— Required work —
Copy the records below line for line, with no changes.

[Rows of box annotation data]
= = = = = = =
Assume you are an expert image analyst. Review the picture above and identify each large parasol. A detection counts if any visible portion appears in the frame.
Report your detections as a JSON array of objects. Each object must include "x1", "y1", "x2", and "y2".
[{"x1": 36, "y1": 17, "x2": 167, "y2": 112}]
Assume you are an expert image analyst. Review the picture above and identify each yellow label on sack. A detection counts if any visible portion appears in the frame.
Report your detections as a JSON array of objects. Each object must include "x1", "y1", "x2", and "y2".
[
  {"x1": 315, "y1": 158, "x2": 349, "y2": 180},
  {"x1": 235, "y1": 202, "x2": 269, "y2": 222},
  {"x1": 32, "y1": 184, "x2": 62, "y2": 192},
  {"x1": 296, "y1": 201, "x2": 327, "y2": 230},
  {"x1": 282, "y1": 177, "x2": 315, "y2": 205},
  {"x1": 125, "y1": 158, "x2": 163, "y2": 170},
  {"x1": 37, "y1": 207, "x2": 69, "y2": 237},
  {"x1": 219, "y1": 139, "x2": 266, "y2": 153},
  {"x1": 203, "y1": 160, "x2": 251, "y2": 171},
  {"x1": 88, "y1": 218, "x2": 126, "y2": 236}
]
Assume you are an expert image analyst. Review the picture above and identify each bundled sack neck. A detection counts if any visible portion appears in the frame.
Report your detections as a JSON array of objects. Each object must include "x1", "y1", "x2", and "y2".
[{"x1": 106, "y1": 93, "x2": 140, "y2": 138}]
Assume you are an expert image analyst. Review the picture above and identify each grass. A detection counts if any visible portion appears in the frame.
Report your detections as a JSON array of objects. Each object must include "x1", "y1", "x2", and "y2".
= = = = = = =
— Solved problem —
Assume you are an expert image analyst. Review the picture above and identify each large parasol. A detection counts if any visible portion appears in the frame.
Report your detections as a JSON array of objects. Each object must include "x1", "y1", "x2", and "y2".
[{"x1": 36, "y1": 17, "x2": 167, "y2": 112}]
Assume you are an expert image analyst. Review the picture above and identify each yellow label on sack. A detection counts if any visible portion appears in the frame.
Report your detections as a JSON array of objects. Each object must include "x1", "y1", "x2", and "y2".
[
  {"x1": 315, "y1": 158, "x2": 349, "y2": 180},
  {"x1": 235, "y1": 202, "x2": 269, "y2": 222},
  {"x1": 32, "y1": 184, "x2": 62, "y2": 192},
  {"x1": 296, "y1": 201, "x2": 327, "y2": 230},
  {"x1": 282, "y1": 177, "x2": 315, "y2": 205},
  {"x1": 125, "y1": 158, "x2": 163, "y2": 170},
  {"x1": 37, "y1": 207, "x2": 69, "y2": 237},
  {"x1": 219, "y1": 139, "x2": 266, "y2": 153},
  {"x1": 203, "y1": 160, "x2": 251, "y2": 171},
  {"x1": 88, "y1": 218, "x2": 126, "y2": 236}
]
Assume you are an expert image analyst. Review the picture above and identify each bundled sack neck. A detection counts if any visible portion appears in the frame.
Report your detections as a JSON array of objects. Each object must include "x1", "y1", "x2", and "y2".
[{"x1": 106, "y1": 93, "x2": 140, "y2": 138}]
Assume you are an expert image analyst. Review the picture above and identify each grass. A detection counts if any visible portion appears in the frame.
Report your detections as a JSON array of objects. Each object must include "x1", "y1", "x2", and "y2".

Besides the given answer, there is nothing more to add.